--- Start ENTRIES ---
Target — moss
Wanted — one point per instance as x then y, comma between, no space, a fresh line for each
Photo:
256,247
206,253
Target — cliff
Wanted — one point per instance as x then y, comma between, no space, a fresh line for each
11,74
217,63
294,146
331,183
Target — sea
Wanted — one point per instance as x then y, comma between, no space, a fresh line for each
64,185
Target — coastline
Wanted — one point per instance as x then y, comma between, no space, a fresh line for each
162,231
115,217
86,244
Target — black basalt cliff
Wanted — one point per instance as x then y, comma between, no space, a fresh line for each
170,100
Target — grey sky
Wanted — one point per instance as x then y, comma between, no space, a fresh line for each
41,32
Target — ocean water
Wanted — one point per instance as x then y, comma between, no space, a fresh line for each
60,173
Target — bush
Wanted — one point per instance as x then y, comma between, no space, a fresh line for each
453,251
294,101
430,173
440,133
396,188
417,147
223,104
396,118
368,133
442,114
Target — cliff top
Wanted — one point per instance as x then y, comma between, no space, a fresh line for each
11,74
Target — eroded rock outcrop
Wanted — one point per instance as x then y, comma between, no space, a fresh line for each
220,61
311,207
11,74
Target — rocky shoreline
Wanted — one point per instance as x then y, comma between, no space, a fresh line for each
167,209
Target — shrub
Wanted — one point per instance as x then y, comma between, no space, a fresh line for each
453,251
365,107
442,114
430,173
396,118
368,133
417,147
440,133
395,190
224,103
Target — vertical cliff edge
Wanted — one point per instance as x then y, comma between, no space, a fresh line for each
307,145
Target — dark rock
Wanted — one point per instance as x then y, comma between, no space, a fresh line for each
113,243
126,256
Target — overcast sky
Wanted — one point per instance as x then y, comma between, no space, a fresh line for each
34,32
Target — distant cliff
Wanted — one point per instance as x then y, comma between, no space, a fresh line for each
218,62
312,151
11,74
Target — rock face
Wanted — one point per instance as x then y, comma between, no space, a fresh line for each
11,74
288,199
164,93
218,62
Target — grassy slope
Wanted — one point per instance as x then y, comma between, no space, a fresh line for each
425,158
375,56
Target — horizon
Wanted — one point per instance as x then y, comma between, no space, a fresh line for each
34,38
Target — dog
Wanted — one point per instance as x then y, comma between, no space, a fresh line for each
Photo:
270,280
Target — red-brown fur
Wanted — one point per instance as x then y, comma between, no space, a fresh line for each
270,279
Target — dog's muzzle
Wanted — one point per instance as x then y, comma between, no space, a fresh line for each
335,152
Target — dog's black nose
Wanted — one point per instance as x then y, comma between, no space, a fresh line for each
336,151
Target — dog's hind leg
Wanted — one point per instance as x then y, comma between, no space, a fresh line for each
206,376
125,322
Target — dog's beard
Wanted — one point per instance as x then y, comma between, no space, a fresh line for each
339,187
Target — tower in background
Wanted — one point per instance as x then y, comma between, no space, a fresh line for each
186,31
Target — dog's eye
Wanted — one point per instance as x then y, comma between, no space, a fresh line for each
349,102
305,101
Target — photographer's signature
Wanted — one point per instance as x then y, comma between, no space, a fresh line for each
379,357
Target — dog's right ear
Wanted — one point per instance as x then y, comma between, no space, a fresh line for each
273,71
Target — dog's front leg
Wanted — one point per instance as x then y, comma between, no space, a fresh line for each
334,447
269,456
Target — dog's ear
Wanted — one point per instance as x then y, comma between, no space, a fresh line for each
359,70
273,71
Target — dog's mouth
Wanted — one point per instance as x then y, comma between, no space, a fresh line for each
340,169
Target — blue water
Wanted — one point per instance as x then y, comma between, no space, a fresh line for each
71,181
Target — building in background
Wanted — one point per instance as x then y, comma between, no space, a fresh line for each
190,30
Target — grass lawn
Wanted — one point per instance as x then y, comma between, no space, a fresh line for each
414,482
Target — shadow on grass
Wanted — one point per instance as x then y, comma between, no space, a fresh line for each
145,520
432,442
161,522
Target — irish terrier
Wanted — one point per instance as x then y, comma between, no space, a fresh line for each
--- End ENTRIES ---
### REQUIREMENTS
Copy every line of the listing above word for word.

### IN RESPONSE
Target — moss
Wanted — one point per instance as x then y, comma between, no space, a fresh line for each
Photo:
256,247
206,253
Target — cliff
Wanted — one point per instance as x then y, comma between, no space, a fresh line for each
11,74
217,63
294,146
331,183
Target — sea
Wanted — one point per instance as x then y, comma between, no space, a fresh line for each
64,185
Target — coastline
Wanted — one point per instance as x then y, comma between, no space, a fresh line for each
162,231
115,217
86,244
Target — black basalt cliff
Wanted — one point per instance as x then y, comma between, no space, a fresh line for each
170,100
Target — grey sky
Wanted — one point per instance as x then y, comma between, no space, a fresh line for each
41,32
Target — ocean water
Wanted — one point per instance as x then y, comma between, no space, a fresh line for each
60,173
Target — bush
Wanted — one point per instance as x then y, comma between, no space, a fresh line for each
453,251
294,101
430,173
440,133
396,188
417,147
223,104
396,118
368,133
442,114
Target — cliff top
Wanted — one point per instance as x then y, comma between, no space, a fresh line for each
11,74
Target — eroded rock outcrop
Wanted — one point per instance as x then y, comma between, no space, a fresh line for each
220,61
311,207
11,74
Target — rocky shoreline
Wanted — one point per instance as x then y, comma between, no space, a fresh line for each
167,209
Target — shrub
Wanted — one point per instance as x then y, comma between, no space, a fresh line for each
453,251
365,107
442,114
430,173
396,118
368,133
417,147
440,133
395,190
224,103
Target — vertical cliff edge
Wanted — one point per instance as x then y, comma between, no space, a fresh line for each
307,145
Target — dark rock
Wanted — one point per instance as x then y, comma between, no space, a fresh line for each
113,243
126,256
Target — overcast sky
Wanted — one point per instance as x then y, comma between, no space, a fresh line for each
34,32
Target — distant cliff
Wanted — one point per instance as x then y, comma between, no space, a fresh line for each
218,62
312,151
11,74
Target — rock face
Wanted — one point per instance as x then y, comma between, no space, a fresh line for each
11,74
288,199
164,93
218,62
Target — grassy slope
Wanted — one point per instance as x then y, comma between, no space, a fresh line for each
425,158
375,56
Target — horizon
Wanted — one point per instance as x then y, comma between, no space, a fresh line for each
34,38
Target — dog
Wanted — one point per instance as x then y, comma between, no space, a fresh line for each
Photo:
270,280
Target — red-brown fur
Wanted — one point per instance as x then y, comma between, no space, a fresh line for each
270,279
Target — dog's muzzle
Wanted — one point per instance as x then y, comma between, no space, a fresh line for each
335,152
Target — dog's black nose
Wanted — one point per instance as x then y, comma between, no space, a fresh line for each
336,151
Target — dog's hind leg
Wanted — one point per instance as x then y, comma between, no space, a fresh line for each
206,376
125,322
Target — dog's beard
Wanted — one point per instance as x then y, comma between, no space, a fresh line for each
339,187
Target — tower in background
Wanted — one point per instance as x then y, comma between, no space, a fresh line for each
186,31
Target — dog's eye
Wanted — one point per instance as x then y, comma between, no space, a fresh line for each
349,102
305,101
Target — photographer's signature
Wanted — one point per instance as x then y, comma between, no space, a fresh line for each
379,357
Target — dog's right ear
Wanted — one point per instance as x then y, comma between, no space, a fresh line for each
273,71
Target — dog's front leg
Wanted — one point per instance as x then y, comma between, no space, a fresh line for each
334,447
269,456
Target — dog's ear
Wanted — one point per instance as x then y, comma between, no space, a fresh line for each
359,70
273,71
Target — dog's mouth
Wanted — one point per instance as x then y, comma between, no space, a fresh line for each
340,169
Target — blue water
Wanted — one point per instance as x then y, comma between, no space, a fresh line for each
71,181
Target — building in background
Wanted — one point per instance as x then y, comma between, no space, a fresh line for each
190,30
Target — grass lawn
Wanted — one point per instance as x then y, comma between, no space, a fresh line for each
414,482
Target — shadow on grass
Wanted — one point per instance as x then y, comma between, no space, a fresh line for each
145,520
432,442
161,522
Target — irish terrier
Wanted — one point per instance as x then y, comma between, no space, a fresh line for each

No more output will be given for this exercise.